-- Given records follows --

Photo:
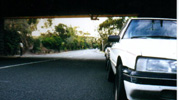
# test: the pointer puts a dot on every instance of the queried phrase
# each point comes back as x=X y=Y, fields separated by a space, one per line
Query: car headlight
x=156 y=65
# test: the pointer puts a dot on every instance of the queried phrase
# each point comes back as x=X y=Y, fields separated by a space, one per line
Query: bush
x=11 y=42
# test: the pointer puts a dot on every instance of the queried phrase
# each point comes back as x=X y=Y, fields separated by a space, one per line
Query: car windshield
x=151 y=29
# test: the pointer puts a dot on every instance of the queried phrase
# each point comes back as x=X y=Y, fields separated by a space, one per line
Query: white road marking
x=9 y=66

-- Given records concluded --

▸ Work item: From the line that holds "Query: car windshield" down to the last line of the material, copy every line exactly and add nothing.

▸ Result below:
Query: car windshield
x=151 y=29
# test: the pointer puts a dot on every instance of the queried phrase
# each point comes back as x=X y=Y, fields separated by a space, one per line
Query: white road marking
x=9 y=66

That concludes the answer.